Point annotation dataset records
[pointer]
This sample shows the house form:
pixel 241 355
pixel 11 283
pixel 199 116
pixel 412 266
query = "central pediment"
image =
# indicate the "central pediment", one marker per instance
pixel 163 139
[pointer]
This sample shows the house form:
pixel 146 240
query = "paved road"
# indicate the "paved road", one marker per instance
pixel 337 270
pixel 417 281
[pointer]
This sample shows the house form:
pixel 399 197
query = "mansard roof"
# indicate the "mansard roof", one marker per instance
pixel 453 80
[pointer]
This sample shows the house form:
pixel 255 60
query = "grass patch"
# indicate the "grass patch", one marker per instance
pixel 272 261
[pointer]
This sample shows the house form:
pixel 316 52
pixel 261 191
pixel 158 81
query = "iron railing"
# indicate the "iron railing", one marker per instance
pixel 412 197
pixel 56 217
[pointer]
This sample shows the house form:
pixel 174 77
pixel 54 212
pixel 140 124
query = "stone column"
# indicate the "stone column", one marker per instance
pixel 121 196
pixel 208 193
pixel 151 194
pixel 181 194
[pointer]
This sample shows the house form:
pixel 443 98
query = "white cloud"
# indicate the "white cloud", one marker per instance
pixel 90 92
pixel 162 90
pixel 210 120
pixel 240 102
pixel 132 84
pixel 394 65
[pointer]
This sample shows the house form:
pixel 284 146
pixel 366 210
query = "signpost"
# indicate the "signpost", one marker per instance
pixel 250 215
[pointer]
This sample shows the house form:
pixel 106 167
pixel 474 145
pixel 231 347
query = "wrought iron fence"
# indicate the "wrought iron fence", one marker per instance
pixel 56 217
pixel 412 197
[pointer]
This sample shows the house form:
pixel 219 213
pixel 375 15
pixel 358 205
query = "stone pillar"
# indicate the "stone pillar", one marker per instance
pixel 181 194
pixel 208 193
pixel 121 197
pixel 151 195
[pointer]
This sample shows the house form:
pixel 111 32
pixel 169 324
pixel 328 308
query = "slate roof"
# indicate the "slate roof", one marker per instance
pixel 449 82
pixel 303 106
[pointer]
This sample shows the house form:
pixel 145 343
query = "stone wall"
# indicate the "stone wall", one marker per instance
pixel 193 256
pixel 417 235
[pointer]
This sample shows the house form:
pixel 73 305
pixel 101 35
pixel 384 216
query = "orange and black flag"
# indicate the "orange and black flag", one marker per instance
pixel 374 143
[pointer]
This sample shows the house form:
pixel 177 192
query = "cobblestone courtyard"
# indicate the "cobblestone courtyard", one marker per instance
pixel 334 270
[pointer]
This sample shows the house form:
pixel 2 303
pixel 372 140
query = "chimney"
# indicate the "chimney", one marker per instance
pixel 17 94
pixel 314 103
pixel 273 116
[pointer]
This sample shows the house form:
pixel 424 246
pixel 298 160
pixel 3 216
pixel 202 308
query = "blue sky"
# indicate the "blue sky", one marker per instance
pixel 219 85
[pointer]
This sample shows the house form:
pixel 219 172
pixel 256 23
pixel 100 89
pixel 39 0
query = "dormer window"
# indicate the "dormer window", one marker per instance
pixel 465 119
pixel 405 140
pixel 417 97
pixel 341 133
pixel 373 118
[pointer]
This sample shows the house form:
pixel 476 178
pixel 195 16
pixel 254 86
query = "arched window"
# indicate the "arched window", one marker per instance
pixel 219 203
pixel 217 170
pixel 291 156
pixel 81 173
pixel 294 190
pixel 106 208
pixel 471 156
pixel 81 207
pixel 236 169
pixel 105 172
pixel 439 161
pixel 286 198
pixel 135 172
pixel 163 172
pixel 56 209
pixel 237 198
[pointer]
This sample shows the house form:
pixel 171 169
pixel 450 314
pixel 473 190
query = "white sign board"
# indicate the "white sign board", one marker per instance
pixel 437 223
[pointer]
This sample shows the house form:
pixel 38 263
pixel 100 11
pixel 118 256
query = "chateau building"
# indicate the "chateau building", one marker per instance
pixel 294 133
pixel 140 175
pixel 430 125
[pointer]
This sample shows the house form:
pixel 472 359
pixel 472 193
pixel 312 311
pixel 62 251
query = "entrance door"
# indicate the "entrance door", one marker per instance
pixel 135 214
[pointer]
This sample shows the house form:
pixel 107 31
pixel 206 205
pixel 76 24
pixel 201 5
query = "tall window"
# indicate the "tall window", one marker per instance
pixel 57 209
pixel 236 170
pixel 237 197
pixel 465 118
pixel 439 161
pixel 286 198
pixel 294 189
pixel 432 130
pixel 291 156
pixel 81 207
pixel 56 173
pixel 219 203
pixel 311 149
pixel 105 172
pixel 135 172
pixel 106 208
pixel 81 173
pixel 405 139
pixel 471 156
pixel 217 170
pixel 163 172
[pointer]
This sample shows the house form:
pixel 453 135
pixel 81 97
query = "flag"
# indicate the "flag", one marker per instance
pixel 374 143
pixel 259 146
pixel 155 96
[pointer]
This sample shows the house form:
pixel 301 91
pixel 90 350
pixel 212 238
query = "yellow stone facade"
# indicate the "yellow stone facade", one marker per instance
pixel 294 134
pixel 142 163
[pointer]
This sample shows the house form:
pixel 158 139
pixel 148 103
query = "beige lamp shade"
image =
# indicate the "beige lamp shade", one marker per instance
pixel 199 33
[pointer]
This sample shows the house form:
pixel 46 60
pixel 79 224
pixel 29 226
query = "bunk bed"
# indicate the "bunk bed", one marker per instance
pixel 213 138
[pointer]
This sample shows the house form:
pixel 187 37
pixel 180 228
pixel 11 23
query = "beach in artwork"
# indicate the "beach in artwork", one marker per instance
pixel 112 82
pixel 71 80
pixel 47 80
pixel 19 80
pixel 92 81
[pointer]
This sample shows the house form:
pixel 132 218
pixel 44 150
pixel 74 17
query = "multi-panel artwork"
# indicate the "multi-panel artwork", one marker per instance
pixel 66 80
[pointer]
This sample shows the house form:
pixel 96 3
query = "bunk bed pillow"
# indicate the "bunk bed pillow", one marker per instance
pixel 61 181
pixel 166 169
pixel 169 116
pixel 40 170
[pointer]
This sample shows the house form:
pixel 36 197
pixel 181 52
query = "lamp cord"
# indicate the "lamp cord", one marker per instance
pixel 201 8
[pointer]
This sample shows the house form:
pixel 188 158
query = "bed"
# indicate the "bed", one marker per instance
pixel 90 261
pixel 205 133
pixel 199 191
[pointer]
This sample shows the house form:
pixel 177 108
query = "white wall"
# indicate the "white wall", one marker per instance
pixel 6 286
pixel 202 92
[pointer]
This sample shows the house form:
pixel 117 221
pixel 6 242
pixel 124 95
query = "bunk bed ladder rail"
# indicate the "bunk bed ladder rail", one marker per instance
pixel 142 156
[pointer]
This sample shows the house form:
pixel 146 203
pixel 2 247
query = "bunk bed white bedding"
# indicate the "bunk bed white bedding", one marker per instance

| Exercise brief |
Each record above should be output again exactly.

| Task result |
[pointer]
This sample shows the house form:
pixel 241 355
pixel 11 283
pixel 199 116
pixel 412 266
query = "central pediment"
image =
# indicate the "central pediment", one marker per instance
pixel 163 139
[pointer]
This sample shows the house form:
pixel 146 240
query = "paved road"
# indicate the "paved road", one marker per instance
pixel 337 270
pixel 417 281
[pointer]
This sample shows the house form:
pixel 399 197
query = "mansard roof"
# indicate the "mansard roof", one marker per instance
pixel 453 80
[pointer]
This sample shows the house form:
pixel 255 60
query = "grass patch"
# indicate the "grass patch", one marker per instance
pixel 272 261
[pointer]
This sample shows the house form:
pixel 316 52
pixel 261 191
pixel 158 81
query = "iron railing"
# indicate the "iron railing", one marker per instance
pixel 412 197
pixel 56 217
[pointer]
This sample shows the house form:
pixel 174 77
pixel 54 212
pixel 140 124
query = "stone column"
# indicate the "stone column", one marker per instance
pixel 121 196
pixel 208 193
pixel 151 194
pixel 181 194
[pointer]
This sample shows the house form:
pixel 443 98
query = "white cloud"
# indicate the "white cloud", one marker per instance
pixel 90 92
pixel 162 90
pixel 210 120
pixel 240 102
pixel 132 84
pixel 394 65
[pointer]
This sample shows the house form:
pixel 284 146
pixel 366 210
query = "signpost"
# indicate the "signpost", one marker per instance
pixel 250 215
[pointer]
This sample shows the house form:
pixel 106 167
pixel 474 145
pixel 231 347
query = "wrought iron fence"
# indicate the "wrought iron fence", one marker per instance
pixel 56 217
pixel 412 197
[pointer]
This sample shows the house form:
pixel 219 213
pixel 375 15
pixel 358 205
query = "stone pillar"
# indicate the "stone pillar", one marker per instance
pixel 181 194
pixel 208 193
pixel 121 197
pixel 151 195
[pointer]
This sample shows the house form:
pixel 111 32
pixel 169 324
pixel 328 308
query = "slate roof"
# indicate the "slate roof", one marker per instance
pixel 449 82
pixel 303 106
[pointer]
This sample shows the house form:
pixel 145 343
query = "stone wall"
# indicate the "stone wall", one marker per instance
pixel 193 256
pixel 417 235
[pointer]
This sample shows the house form:
pixel 73 305
pixel 101 35
pixel 384 216
query = "orange and black flag"
# indicate the "orange and black flag", one marker per instance
pixel 374 143
[pointer]
This sample shows the house form:
pixel 177 192
query = "cobblestone courtyard"
# indicate the "cobblestone courtyard", one marker per instance
pixel 334 270
[pointer]
This sample shows the house form:
pixel 2 303
pixel 372 140
query = "chimney"
# indicate the "chimney", one marker per instance
pixel 17 94
pixel 314 103
pixel 273 116
[pointer]
This sample shows the house form:
pixel 424 246
pixel 298 160
pixel 3 216
pixel 202 308
query = "blue sky"
# indicate the "blue sky", one marker per instance
pixel 219 85
[pointer]
This sample shows the house form:
pixel 219 172
pixel 256 23
pixel 100 89
pixel 39 0
query = "dormer window"
# indicate the "dormer window", one marker per instance
pixel 465 119
pixel 405 140
pixel 417 97
pixel 341 133
pixel 373 118
[pointer]
This sample shows the house form:
pixel 476 178
pixel 195 16
pixel 254 86
query = "arched window"
# indicate the "arched window", one marker per instance
pixel 219 203
pixel 217 170
pixel 291 156
pixel 81 173
pixel 294 190
pixel 106 208
pixel 471 156
pixel 81 207
pixel 236 169
pixel 105 172
pixel 439 161
pixel 286 198
pixel 135 172
pixel 163 172
pixel 56 209
pixel 237 198
[pointer]
This sample shows the house form:
pixel 171 169
pixel 450 314
pixel 473 190
query = "white sign board"
# indicate the "white sign board", one marker per instance
pixel 437 223
[pointer]
This sample shows the house form:
pixel 38 263
pixel 100 11
pixel 118 256
query = "chateau building"
# indicate the "chateau building", one marker per instance
pixel 294 133
pixel 140 175
pixel 430 125
[pointer]
This sample shows the house form:
pixel 472 359
pixel 472 193
pixel 312 311
pixel 62 251
query = "entrance door"
# indicate the "entrance door", one marker per instance
pixel 135 214
[pointer]
This sample shows the house form:
pixel 107 31
pixel 206 205
pixel 76 24
pixel 201 5
query = "tall window"
# indicate the "tall window", one marker per instance
pixel 57 209
pixel 236 170
pixel 237 197
pixel 465 118
pixel 439 161
pixel 286 198
pixel 294 189
pixel 432 130
pixel 291 156
pixel 81 207
pixel 56 173
pixel 219 203
pixel 311 149
pixel 105 172
pixel 135 172
pixel 106 208
pixel 81 173
pixel 405 139
pixel 471 156
pixel 217 170
pixel 163 172
[pointer]
This sample shows the house form:
pixel 453 135
pixel 81 97
query = "flag"
# indicate the "flag", one marker per instance
pixel 374 143
pixel 259 146
pixel 155 96
[pointer]
This sample shows the house form:
pixel 301 91
pixel 90 350
pixel 212 238
query = "yellow stone facade"
# indicate the "yellow stone facade", one marker per instance
pixel 294 134
pixel 142 163
[pointer]
This sample shows the house form:
pixel 158 139
pixel 148 103
query = "beige lamp shade"
image =
# indicate the "beige lamp shade", one marker per instance
pixel 199 33
[pointer]
This sample shows the house form:
pixel 46 60
pixel 79 224
pixel 29 226
query = "bunk bed"
# indicate the "bunk bed", one marker per instance
pixel 213 138
[pointer]
This sample shows the house form:
pixel 187 37
pixel 180 228
pixel 11 23
query = "beach in artwork"
# indicate the "beach in artwork", one marker per instance
pixel 112 82
pixel 71 80
pixel 47 80
pixel 19 80
pixel 92 81
[pointer]
This sample shows the house form:
pixel 132 218
pixel 44 150
pixel 74 17
query = "multi-panel artwork"
# indicate the "multi-panel artwork", one marker per instance
pixel 66 80
[pointer]
This sample shows the house form:
pixel 96 3
query = "bunk bed pillow"
# indicate the "bunk bed pillow", one marker per instance
pixel 61 181
pixel 166 169
pixel 169 116
pixel 40 170
[pointer]
This sample shows the house form:
pixel 36 197
pixel 181 52
query = "lamp cord"
# indicate the "lamp cord", one marker per instance
pixel 201 8
[pointer]
This sample shows the house form:
pixel 188 158
query = "bed"
# indicate the "bed", one marker per instance
pixel 90 261
pixel 205 133
pixel 199 191
[pointer]
This sample shows the house form:
pixel 177 108
query = "white wall"
# indicate the "white wall", one marker per instance
pixel 6 286
pixel 202 92
[pointer]
This sample shows the house form:
pixel 117 221
pixel 6 242
pixel 124 95
query = "bunk bed ladder rail"
# indicate the "bunk bed ladder rail", one marker per instance
pixel 142 156
[pointer]
This sample shows the house form:
pixel 146 203
pixel 2 247
query = "bunk bed white bedding"
# indicate the "bunk bed white bedding", one marker per instance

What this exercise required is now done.